*** Text to read
“Advanced and Modern C++ Programming: The Tricky Parts” is a two-day training course with programming examples taught by Nicolai Josuttis. It is offered at the Meydenbauer Conference Center from 9AM to 5PM on Saturday and Sunday, September 22nd and 23rd, 2018 (immediately prior to the conference). Lunch is included.
Course Description
Whenever I give C++ trainings I run into the same topics of “half knowledge”. We use a lot of pretty complicated features (e.g., templates, move semantics, and smart pointers) in our day-to-day programming without full understanding. Most of the time this works fine, but sometimes not. Even vectors and strings may cause surprises (e.g., to understand when and how memory is allocated).
This tutorial will discuss all these “tricky fundamental” C++ features application programmers see and use day by day. We will motivate them, understand them, and see how they should be used in practice. As a result, you will understand C++ a lot better and advance to the next level of an experienced C++ programmer.
Prerequisites
Students are expected to have a basic knowledge of C++ including C++11.
Students are not required to bring any laptop. We will go through exercises together with the laptop of the presenter.
Course Topics
- Strings (and the short string optimization)
******
Problem statement: Reproduce the C++ course description above word for word, from its opening title through the final topic line.
*** Supplied material
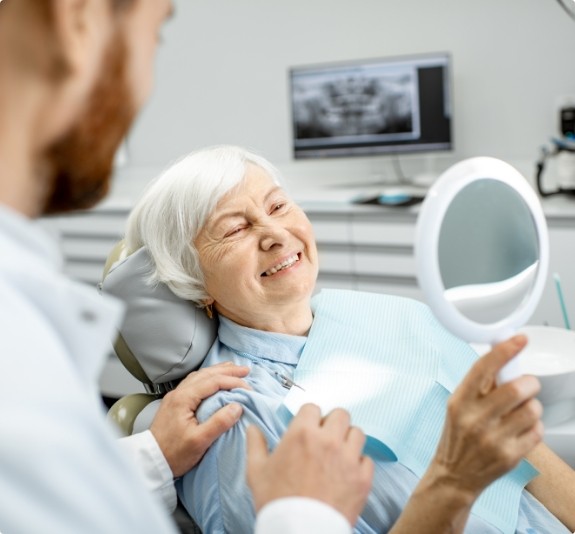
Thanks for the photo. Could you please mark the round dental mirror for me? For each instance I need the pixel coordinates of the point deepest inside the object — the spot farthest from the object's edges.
******
Exercise answer:
“Advanced and Modern C++ Programming: The Tricky Parts” is a two-day training course with programming examples taught by Nicolai Josuttis. It is offered at the Meydenbauer Conference Center from 9AM to 5PM on Saturday and Sunday, September 22nd and 23rd, 2018 (immediately prior to the conference). Lunch is included.
Course Description
Whenever I give C++ trainings I run into the same topics of “half knowledge”. We use a lot of pretty complicated features (e.g., templates, move semantics, and smart pointers) in our day-to-day programming without full understanding. Most of the time this works fine, but sometimes not. Even vectors and strings may cause surprises (e.g., to understand when and how memory is allocated).
This tutorial will discuss all these “tricky fundamental” C++ features application programmers see and use day by day. We will motivate them, understand them, and see how they should be used in practice. As a result, you will understand C++ a lot better and advance to the next level of an experienced C++ programmer.
Prerequisites
Students are expected to have a basic knowledge of C++ including C++11.
Students are not required to bring any laptop. We will go through exercises together with the laptop of the presenter.
Course Topics
- Strings (and the short string optimization)